WORK REQUEST
For each record that follows, give it back exactly, with no pictures included.

====== DATA FOR THIS EXERCISE ======

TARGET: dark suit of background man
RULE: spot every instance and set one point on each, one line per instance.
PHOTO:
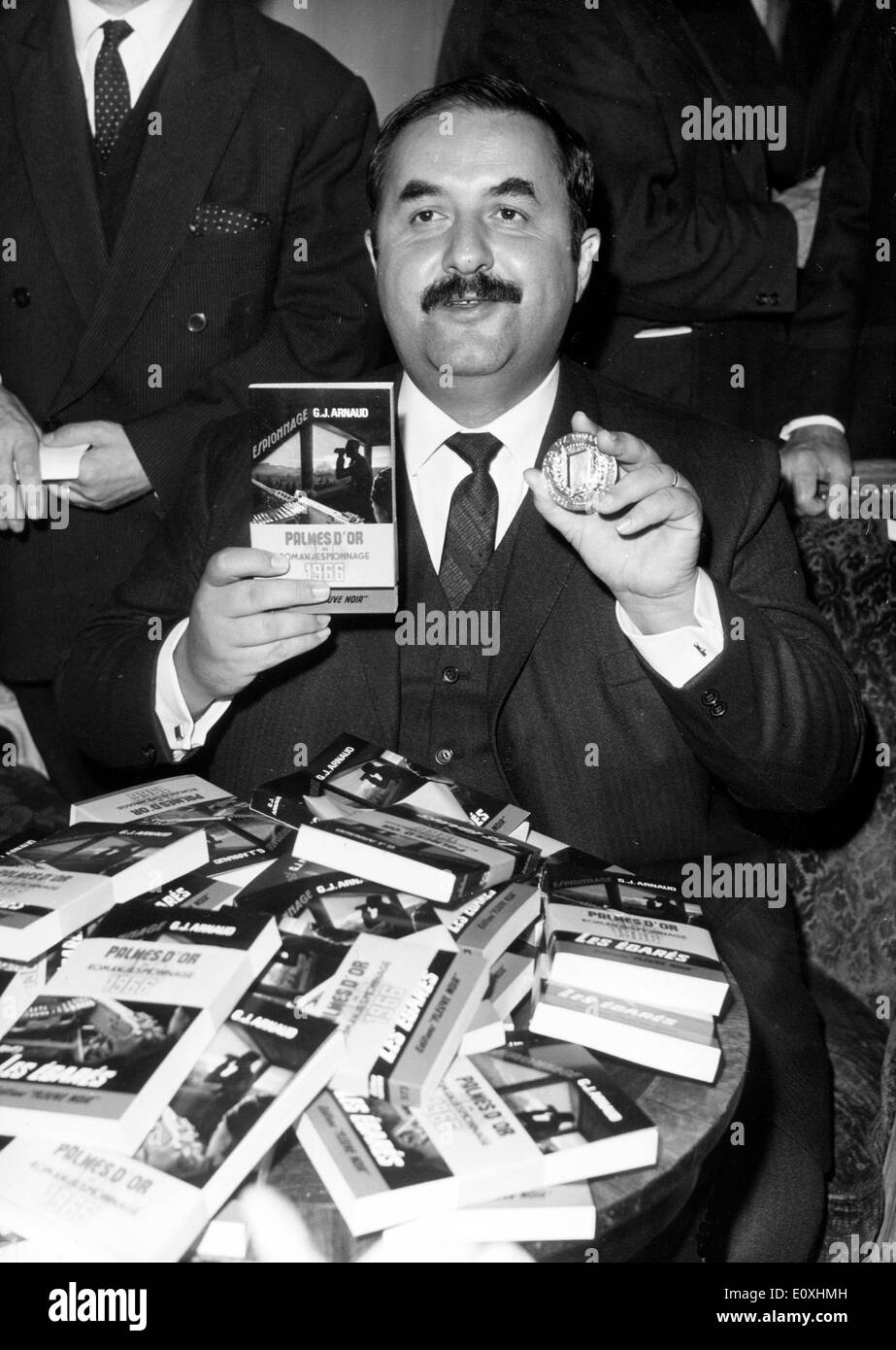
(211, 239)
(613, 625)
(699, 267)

======

REPLY TO THE TASK
TARGET: dark suit of background man
RULE: spot every instance and set one point on each, one line per instance.
PHOTO:
(211, 239)
(613, 625)
(699, 267)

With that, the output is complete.